Copy the data from the line that contains "line marking on" to its last line, exactly, including both of those lines and leaving out everything before.

++++

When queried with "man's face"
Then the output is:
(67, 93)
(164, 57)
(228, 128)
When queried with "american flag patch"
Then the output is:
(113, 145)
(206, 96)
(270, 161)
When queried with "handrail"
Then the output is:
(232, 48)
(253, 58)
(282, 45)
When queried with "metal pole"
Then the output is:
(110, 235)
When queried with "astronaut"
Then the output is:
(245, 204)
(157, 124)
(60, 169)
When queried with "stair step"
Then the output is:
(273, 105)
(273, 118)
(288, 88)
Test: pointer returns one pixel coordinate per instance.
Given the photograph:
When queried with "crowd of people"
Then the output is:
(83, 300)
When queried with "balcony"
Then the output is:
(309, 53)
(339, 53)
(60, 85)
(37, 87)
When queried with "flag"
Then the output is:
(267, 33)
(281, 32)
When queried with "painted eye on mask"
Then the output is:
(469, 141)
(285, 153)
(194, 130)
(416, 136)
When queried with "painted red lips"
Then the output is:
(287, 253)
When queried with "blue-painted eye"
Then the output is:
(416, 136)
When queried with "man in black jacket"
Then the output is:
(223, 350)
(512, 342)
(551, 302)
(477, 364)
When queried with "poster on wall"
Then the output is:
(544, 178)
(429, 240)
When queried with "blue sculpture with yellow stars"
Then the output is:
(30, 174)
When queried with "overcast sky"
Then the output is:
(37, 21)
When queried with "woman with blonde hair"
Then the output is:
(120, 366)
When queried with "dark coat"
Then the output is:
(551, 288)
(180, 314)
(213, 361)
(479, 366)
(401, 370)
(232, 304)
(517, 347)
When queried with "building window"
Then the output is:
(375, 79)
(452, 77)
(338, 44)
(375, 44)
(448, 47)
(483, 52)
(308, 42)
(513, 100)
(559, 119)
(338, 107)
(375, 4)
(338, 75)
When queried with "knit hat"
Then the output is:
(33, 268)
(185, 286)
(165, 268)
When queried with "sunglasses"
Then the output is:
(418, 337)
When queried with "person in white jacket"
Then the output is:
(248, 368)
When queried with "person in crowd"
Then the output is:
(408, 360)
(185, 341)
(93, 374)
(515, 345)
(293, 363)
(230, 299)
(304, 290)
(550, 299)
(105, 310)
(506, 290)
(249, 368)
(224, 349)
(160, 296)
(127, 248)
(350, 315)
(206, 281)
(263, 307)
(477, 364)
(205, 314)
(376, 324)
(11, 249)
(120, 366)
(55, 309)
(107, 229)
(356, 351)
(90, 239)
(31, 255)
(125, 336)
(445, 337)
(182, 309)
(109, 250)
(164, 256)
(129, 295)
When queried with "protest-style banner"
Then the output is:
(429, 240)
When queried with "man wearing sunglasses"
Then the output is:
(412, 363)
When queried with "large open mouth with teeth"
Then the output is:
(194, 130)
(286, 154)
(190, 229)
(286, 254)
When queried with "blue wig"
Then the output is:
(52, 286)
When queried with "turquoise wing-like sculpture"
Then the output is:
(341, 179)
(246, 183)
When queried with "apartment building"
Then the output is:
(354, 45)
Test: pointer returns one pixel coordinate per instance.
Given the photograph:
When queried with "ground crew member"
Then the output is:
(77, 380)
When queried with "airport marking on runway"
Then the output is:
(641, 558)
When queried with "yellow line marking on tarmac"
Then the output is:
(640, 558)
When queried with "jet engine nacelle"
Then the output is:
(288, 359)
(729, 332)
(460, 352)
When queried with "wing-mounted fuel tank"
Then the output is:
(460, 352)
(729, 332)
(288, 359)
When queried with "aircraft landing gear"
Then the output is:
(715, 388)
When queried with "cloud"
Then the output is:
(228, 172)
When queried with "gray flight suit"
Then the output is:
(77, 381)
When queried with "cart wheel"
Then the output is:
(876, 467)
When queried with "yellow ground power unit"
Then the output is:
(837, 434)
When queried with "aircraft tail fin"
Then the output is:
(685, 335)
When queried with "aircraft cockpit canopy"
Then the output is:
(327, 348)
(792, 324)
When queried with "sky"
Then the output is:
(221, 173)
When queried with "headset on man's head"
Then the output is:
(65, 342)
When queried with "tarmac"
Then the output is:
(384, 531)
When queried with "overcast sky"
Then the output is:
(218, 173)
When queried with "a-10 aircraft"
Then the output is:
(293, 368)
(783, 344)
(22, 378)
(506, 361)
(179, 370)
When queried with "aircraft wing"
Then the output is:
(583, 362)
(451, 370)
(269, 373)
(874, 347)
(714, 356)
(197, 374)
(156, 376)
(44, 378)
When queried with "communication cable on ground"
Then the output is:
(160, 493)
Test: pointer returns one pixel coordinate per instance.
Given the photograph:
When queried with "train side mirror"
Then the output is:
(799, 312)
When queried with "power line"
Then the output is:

++++

- _Output of the exercise_:
When queried with "yellow line marking on tarmac"
Then the output is:
(640, 558)
When queried with "jet engine nacelle"
Then the output is:
(288, 359)
(729, 332)
(460, 352)
When queried with "wing-mounted fuel tank"
Then the output is:
(460, 352)
(729, 332)
(288, 359)
When queried with "aircraft landing gear"
Then the output is:
(715, 388)
When queried with "cloud"
Then the output is:
(228, 172)
When queried with "gray flight suit"
Then the output is:
(77, 381)
When queried with "cart wheel"
Then the output is:
(876, 467)
When queried with "yellow ground power unit"
Then the output is:
(837, 434)
When queried with "aircraft tail fin"
Then the output is:
(685, 335)
When queried with "aircraft cockpit canopy"
Then the output is:
(327, 348)
(792, 324)
When queried with "sky"
Then the output is:
(221, 173)
When queried with "headset on man's head"
Then the output is:
(65, 342)
When queried with "tarmac"
Then the output is:
(384, 531)
When queried with "overcast sky"
Then the output is:
(218, 173)
When queried with "a-10 aircraft"
Then the output is:
(293, 368)
(783, 344)
(22, 378)
(506, 361)
(179, 370)
When queried with "aircraft wing"
Then the output is:
(583, 362)
(451, 370)
(269, 373)
(874, 347)
(714, 356)
(197, 374)
(156, 376)
(44, 378)
When queried with "communication cable on ground"
Then the output is:
(160, 493)
Test: pointer returns one pixel coordinate per instance.
Given the photograph:
When queried with "train side mirror"
Then the output is:
(799, 312)
When queried with "power line"
Then the output is:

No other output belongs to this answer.